Excerpts from a point labeling dataset:
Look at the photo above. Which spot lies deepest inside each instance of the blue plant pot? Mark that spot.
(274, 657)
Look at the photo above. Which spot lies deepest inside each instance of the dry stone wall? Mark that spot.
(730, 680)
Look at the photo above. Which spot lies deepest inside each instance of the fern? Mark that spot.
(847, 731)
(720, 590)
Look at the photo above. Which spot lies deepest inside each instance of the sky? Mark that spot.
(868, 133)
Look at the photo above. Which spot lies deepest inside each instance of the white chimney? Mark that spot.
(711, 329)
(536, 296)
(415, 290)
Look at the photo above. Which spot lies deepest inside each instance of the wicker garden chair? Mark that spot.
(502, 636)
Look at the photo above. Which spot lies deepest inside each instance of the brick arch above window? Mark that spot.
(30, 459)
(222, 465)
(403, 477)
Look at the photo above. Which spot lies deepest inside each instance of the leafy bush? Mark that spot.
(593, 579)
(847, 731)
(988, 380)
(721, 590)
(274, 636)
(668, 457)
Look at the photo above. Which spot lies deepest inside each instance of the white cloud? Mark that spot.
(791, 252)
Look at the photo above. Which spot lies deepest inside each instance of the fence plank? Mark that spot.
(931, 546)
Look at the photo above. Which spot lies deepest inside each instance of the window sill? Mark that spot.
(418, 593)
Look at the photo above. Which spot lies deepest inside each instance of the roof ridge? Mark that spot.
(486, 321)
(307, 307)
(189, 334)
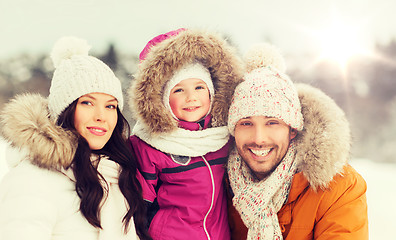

What to work on
Write out every line of the records above word for word, leaving out the pictures.

Task result
Look at the photo above. Which spot lies deepest inside each instance of the blue plant pot? Mark that spot.
(274, 657)
Look at the photo above. Which spot lies deepest inside each instance of the dry stone wall? Mark that spot.
(730, 680)
Look at the photo above. Which spot lies deepest inside each instance of the fern? Mark that spot.
(847, 731)
(720, 590)
Look at the photo above. Which spot lies deepest inside each instance of the sky? Mark that spot.
(868, 133)
Look at the photo above. Which spot lies deepest inside each instance of the white chimney? Mark that spot.
(711, 329)
(536, 296)
(415, 290)
Look at the photo above. Which spot lies deepest inside each instance of the wicker garden chair? Mark that spot.
(502, 636)
Look at the photo above. Which spot lies deepest inside each instance of the brick arch above window? Mark that spot.
(30, 459)
(222, 465)
(403, 477)
Look at the photo above. Which spot lies deepest inside each instance of the leafy bush? Mark that spot.
(593, 579)
(847, 731)
(988, 380)
(721, 590)
(274, 636)
(668, 457)
Look at the photo above. Which spot lies deepest inside each instance of the white cloud? Mark that spot.
(791, 252)
Look at the photo above. Which spot lies deepest inside each instance of the fence plank? Mark that spot.
(931, 546)
Look at the photo above. Which spot lies deepest inside each instance of the window sill? Mark that spot.
(418, 593)
Look at the photo above. Which spot lies deepest inside each instance of the roof ridge? Mark that spot.
(486, 321)
(307, 307)
(189, 334)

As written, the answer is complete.